» **Your task**: Copy out the records between the lines holding "gray suv listed here." and "[(71, 221)]", inclusive, requests and all. Multiply every coordinate in the answers by 0.45 and round to whole numbers, with halves going up, and give back only those lines.

» **Task input**:
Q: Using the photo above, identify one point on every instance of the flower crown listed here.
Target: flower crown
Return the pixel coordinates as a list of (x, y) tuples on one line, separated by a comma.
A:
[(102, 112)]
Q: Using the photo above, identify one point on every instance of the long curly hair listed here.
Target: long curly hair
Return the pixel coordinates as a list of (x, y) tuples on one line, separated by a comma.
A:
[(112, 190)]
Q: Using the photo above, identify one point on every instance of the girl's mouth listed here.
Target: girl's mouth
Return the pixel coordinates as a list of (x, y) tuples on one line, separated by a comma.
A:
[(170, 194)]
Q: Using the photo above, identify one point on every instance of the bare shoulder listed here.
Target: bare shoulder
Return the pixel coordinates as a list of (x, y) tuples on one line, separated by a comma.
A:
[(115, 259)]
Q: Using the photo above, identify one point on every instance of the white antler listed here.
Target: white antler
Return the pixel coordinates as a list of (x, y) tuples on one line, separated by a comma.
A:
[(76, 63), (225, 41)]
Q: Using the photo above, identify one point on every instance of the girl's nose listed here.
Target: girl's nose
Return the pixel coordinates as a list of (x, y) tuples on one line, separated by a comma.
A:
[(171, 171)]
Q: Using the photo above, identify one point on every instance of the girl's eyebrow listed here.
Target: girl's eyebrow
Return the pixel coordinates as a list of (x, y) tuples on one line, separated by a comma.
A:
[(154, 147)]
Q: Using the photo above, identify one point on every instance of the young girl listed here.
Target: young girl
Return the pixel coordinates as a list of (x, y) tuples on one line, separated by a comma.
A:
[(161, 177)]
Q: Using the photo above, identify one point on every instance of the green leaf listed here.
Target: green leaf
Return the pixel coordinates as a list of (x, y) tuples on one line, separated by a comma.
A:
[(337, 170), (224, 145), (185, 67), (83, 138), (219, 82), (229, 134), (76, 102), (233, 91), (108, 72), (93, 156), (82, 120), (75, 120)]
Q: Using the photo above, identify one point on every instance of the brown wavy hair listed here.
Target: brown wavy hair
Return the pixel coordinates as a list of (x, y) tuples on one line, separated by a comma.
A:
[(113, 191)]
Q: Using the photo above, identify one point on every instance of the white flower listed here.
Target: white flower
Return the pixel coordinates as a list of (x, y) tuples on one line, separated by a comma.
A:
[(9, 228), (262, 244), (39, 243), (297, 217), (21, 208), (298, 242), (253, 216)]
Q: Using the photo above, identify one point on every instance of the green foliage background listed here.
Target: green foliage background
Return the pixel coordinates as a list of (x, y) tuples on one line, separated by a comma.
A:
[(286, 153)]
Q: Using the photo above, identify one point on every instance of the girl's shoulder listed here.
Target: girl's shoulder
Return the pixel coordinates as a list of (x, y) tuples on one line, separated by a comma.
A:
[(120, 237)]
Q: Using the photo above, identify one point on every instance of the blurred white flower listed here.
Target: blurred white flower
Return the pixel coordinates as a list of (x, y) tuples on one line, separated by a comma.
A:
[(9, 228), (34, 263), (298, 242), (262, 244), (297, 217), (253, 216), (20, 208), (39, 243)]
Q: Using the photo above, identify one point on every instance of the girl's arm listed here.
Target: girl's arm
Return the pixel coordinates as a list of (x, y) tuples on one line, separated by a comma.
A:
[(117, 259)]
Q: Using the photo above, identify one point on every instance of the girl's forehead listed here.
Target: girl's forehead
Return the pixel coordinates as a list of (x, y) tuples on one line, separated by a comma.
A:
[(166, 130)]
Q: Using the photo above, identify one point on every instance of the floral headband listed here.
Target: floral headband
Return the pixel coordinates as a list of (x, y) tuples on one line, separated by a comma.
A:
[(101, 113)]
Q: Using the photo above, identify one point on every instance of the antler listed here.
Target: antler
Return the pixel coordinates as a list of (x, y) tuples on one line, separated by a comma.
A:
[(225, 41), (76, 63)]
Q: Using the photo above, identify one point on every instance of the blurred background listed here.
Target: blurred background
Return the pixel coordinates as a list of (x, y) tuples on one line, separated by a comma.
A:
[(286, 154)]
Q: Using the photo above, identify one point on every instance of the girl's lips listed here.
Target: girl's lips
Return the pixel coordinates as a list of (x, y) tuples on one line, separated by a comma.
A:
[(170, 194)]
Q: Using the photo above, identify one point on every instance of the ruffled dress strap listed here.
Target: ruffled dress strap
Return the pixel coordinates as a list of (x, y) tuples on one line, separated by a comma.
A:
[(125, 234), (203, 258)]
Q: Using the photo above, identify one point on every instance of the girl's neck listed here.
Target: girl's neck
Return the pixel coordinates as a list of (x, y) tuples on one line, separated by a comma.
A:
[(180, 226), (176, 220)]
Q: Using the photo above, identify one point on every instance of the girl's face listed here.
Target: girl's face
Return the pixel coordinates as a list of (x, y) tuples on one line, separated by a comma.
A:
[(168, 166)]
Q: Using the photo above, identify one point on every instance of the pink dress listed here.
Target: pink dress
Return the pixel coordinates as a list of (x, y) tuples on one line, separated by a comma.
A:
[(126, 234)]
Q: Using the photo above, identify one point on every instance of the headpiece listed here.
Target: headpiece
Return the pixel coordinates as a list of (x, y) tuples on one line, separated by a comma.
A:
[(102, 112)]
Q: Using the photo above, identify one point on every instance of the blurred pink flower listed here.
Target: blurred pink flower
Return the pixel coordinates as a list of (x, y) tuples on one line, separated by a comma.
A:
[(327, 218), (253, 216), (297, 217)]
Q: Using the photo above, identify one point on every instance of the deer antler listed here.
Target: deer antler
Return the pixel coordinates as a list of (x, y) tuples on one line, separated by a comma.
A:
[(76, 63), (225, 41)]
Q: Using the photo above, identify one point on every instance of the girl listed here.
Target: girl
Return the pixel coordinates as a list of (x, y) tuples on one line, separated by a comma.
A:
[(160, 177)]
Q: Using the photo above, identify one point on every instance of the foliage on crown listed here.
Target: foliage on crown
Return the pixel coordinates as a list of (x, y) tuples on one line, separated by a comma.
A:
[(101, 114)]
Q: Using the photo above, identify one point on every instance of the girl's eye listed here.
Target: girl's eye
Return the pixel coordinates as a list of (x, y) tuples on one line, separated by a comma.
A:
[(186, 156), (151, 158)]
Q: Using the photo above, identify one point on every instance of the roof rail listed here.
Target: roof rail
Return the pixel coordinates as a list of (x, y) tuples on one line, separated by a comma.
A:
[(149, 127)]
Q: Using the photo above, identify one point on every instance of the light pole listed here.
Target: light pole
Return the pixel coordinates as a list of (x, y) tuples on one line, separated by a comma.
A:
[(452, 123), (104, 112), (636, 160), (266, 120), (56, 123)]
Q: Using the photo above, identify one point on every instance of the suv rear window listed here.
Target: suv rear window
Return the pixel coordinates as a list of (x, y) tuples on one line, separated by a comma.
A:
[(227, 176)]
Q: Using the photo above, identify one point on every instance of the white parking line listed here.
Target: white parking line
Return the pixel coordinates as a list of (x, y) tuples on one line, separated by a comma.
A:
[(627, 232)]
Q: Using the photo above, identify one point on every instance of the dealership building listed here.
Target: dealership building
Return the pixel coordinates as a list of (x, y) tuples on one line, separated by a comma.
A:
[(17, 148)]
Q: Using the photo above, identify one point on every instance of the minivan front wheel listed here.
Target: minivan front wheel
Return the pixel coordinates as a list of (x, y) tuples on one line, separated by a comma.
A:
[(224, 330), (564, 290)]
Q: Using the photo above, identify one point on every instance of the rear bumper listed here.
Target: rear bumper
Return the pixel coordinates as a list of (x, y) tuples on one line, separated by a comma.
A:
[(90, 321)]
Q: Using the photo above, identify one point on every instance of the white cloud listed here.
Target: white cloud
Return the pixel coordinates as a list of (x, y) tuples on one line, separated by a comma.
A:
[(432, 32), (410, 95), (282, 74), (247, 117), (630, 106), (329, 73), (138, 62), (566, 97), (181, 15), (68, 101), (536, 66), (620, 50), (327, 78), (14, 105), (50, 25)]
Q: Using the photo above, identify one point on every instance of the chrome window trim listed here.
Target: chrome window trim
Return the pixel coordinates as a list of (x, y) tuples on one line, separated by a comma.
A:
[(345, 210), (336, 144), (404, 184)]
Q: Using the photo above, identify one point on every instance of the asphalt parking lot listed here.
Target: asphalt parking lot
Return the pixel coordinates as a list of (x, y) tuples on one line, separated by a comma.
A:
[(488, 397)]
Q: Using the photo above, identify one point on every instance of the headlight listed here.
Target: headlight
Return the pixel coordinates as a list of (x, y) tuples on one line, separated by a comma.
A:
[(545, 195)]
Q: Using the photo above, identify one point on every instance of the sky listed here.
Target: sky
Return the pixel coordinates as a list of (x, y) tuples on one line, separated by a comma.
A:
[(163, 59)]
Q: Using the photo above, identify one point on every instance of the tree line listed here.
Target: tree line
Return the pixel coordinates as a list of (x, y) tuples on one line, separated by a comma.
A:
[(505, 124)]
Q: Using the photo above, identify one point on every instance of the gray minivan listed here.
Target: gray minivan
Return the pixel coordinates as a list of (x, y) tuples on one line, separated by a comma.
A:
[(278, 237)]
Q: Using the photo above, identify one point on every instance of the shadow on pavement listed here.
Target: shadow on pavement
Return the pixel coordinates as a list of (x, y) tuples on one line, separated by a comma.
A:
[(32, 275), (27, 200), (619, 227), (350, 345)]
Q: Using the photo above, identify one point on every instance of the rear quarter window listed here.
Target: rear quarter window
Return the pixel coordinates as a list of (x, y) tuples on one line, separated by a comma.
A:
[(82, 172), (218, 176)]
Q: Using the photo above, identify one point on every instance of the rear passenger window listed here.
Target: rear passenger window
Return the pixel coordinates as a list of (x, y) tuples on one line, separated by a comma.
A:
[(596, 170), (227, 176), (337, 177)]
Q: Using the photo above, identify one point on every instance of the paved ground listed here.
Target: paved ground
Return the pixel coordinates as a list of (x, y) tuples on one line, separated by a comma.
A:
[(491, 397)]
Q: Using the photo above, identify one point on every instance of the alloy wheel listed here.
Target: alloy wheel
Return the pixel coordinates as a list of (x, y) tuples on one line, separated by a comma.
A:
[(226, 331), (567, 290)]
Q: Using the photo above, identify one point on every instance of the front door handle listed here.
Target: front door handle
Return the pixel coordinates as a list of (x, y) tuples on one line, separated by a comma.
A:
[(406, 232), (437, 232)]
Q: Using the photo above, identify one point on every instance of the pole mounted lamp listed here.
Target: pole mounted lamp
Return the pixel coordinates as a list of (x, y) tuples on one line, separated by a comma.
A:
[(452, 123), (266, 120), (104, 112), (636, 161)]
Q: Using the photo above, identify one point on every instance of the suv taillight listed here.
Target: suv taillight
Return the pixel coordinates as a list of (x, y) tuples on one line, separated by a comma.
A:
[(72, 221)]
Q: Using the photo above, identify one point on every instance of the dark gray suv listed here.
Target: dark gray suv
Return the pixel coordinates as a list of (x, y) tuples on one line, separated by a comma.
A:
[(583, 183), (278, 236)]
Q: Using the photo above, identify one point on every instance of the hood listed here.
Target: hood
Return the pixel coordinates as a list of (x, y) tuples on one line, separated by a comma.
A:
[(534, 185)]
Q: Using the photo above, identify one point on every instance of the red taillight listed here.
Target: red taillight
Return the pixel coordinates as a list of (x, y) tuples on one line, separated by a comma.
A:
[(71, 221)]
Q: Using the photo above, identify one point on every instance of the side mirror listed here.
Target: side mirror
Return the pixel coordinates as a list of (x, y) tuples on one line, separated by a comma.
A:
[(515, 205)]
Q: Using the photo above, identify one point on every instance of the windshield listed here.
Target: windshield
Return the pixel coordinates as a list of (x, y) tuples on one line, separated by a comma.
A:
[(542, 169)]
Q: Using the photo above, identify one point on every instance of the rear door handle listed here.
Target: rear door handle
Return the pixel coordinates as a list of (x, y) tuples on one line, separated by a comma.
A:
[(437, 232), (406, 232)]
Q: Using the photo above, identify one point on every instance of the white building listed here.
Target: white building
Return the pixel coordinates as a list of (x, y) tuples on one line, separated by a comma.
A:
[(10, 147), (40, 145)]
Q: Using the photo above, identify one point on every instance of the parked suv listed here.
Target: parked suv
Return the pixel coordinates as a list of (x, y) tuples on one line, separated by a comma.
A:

» **Answer to this problem**:
Q: Using the photo above, identify one point on every instance of the dark gray suv listed here.
Target: dark gray suv
Return the pixel coordinates as a list of (x, y) tuples on one line, separated by a comma.
A:
[(262, 82), (125, 106)]
Q: Using the photo above, identify one point on every instance of the hood listed here.
Target: hood
Return the pixel coordinates as a list of (x, y) tuples on one line, separated by a comma.
A:
[(240, 83)]
Q: Using the photo above, identify one point on every instance of the red taillight listed here.
Target: red taillight
Return the pixel coordinates as a list of (x, y) tuples on one line, separated by a comma.
A:
[(32, 99)]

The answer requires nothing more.